- YOUR TASKS -
a – Reproduce the part of the post about China's mobile execution vans starting with "Intermediate Courts of" and going on through "judicial executions combined.".
b – Continue the post about China's mobile execution vans from the point where it stops.

- PASSAGE FOR REVIEW -

[Start of section]

Chinese Execution Bus!
Posted: 2006-06-15 09:20pm
The mobile execution centre!
I assure you it's quite real; the CARS like eyes and grin are the result of a SA photoshop.
EDIT
http://www.theage.com.au/articles/2003/ ... 92598.html
China is equipping its courts with mobile execution vans as it shifts away from the communist system's traditional bullet in the head, towards a more "civilised" use of lethal injection.
Intermediate Courts of the southern province of Yunnan were issued with 18 new execution vans on February 28 and a court official said some have already been used.
"We cannot tell you how many executions so far, otherwise you could work out from the daily rate how many we carry out," the official said.
Chinese authorities keep execution numbers a secret, but Western human rights monitors believe it is about 15,000 a year, more than the rest of the world's judicial executions combined.
The death penalty can apply for serious crimes against the person, armed robbery, drug trafficking, major cases of corruption and political violence.

[End of section]

- INFORMATION SUPPLIED -
[Start of section]

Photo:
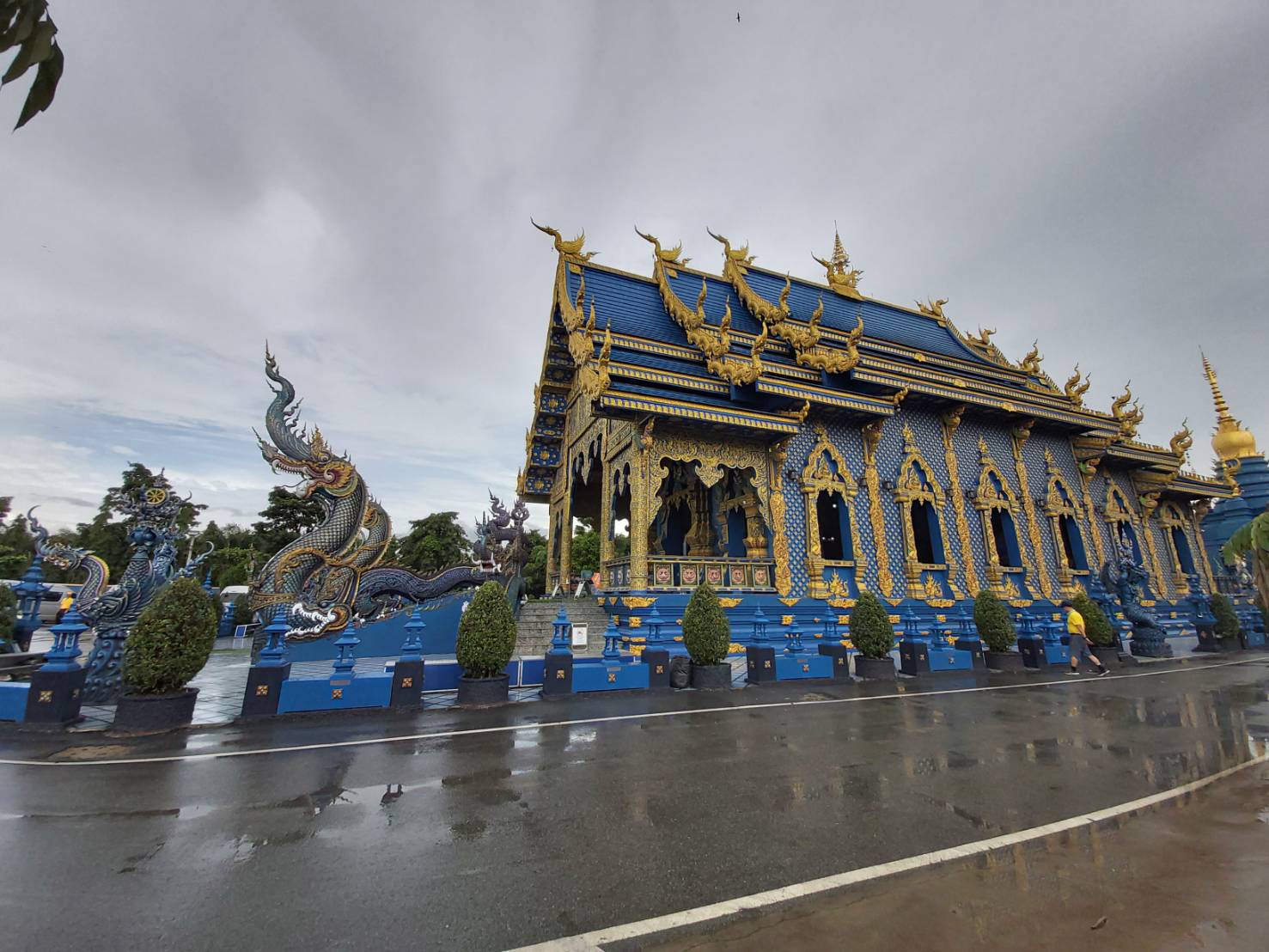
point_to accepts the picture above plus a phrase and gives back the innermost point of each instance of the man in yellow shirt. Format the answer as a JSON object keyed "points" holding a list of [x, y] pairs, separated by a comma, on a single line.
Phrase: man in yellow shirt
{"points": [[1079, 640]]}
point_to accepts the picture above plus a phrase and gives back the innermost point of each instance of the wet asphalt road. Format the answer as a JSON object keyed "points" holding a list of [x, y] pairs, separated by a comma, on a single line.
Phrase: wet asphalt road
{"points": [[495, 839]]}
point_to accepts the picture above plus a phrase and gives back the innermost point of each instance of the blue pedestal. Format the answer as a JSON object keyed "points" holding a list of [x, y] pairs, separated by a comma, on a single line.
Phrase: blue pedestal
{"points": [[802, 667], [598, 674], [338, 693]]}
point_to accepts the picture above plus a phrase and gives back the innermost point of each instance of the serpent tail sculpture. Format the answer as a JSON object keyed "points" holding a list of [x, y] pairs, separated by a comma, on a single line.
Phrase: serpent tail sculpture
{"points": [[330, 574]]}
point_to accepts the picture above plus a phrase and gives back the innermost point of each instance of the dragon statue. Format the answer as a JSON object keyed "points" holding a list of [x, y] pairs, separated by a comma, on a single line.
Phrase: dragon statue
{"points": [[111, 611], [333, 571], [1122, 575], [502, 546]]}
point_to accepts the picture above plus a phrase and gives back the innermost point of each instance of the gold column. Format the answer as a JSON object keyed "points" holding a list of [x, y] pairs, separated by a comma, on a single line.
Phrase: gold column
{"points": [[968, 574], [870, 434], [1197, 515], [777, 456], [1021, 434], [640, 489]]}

[End of section]
[Start of section]

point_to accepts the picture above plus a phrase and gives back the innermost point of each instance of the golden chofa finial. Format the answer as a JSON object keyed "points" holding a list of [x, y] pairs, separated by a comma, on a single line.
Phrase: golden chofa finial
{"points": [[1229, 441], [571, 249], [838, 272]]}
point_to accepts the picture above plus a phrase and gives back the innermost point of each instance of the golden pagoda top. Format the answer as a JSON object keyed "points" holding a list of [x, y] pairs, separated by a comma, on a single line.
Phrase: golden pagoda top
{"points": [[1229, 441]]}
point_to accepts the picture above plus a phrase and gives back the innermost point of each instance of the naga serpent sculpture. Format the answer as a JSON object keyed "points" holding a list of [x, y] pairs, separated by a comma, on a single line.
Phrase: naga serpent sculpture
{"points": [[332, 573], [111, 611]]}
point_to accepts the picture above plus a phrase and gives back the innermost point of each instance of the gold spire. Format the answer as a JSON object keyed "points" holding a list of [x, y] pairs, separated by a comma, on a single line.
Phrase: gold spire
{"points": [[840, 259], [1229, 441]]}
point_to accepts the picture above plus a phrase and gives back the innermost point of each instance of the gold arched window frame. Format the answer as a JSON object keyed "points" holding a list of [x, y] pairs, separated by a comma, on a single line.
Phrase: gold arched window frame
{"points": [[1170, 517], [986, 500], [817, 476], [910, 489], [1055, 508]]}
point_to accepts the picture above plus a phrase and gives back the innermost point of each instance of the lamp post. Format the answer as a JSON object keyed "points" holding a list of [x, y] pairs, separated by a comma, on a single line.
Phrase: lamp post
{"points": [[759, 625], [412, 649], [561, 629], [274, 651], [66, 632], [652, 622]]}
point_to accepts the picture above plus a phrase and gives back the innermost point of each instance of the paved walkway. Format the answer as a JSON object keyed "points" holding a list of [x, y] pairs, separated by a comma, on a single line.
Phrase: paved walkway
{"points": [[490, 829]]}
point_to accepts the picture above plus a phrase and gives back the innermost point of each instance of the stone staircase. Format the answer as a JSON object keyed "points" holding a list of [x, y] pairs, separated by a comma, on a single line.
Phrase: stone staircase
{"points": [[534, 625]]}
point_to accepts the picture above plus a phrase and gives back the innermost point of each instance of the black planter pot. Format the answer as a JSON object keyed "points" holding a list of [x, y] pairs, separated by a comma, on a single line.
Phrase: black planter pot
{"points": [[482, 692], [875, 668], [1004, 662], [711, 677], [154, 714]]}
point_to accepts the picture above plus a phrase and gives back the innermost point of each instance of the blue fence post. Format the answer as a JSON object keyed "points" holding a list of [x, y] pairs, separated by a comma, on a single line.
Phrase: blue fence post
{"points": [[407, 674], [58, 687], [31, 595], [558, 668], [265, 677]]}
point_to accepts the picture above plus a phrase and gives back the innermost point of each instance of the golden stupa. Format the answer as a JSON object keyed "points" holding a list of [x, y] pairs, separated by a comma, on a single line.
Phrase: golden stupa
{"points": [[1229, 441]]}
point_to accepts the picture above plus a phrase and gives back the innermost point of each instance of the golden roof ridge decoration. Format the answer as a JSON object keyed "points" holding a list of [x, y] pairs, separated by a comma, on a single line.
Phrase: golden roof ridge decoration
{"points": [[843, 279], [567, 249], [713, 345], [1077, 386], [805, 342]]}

[End of section]

- ANSWERS GIVEN -
a –
Intermediate Courts of the southern province of Yunnan were issued with 18 new execution vans on February 28 and a court official said some have already been used.
"We cannot tell you how many executions so far, otherwise you could work out from the daily rate how many we carry out," the official said.
Chinese authorities keep execution numbers a secret, but Western human rights monitors believe it is about 15,000 a year, more than the rest of the world's judicial executions combined.

b –
Many public executions have been held in football stadiums so traditional execution methods are no secret. The condemned criminal is taken by open truck to the execution ground and made to kneel with hands cuffed and head bowed, before being shot in the head. Families who want to reclaim the body are charged for the bullet.
China's legal system allows only one appeal and lawyers say that less than 20 per cent of defendants have professional legal representation. When appeals against the death penalty are rejected, the sentence is carried out immediately, sometimes within hours.
In Yunnan, as well as in the cities of Harbin and Shanghai, death on the road has replaced death row. The execution vans are converted 24-seater buses. The windowless execution chamber at the back contains a metal bed on which the prisoner is strapped down. A police officer presses a button and an automatic syringe plunges a lethal drug into the prisoner's vein. The execution can be watched on a video monitor next to the driver's seat and be recorded if required. Court officials say the lethal drug was devised by researchers at the Chinese Academy of Medical Sciences to meet two criteria: that it causes no sharp pain or emotional upset for the prisoner and that it works within 30 to 60 seconds.
Although the vans cost about 500,000 yuan ($A100,000) each, officials say the method is cheaper and requires less manpower than traditional executions, because land for traditional execution grounds is not cheap. But the main impetus was a law passed in 1995, making lethal injection an alternative to the bullet.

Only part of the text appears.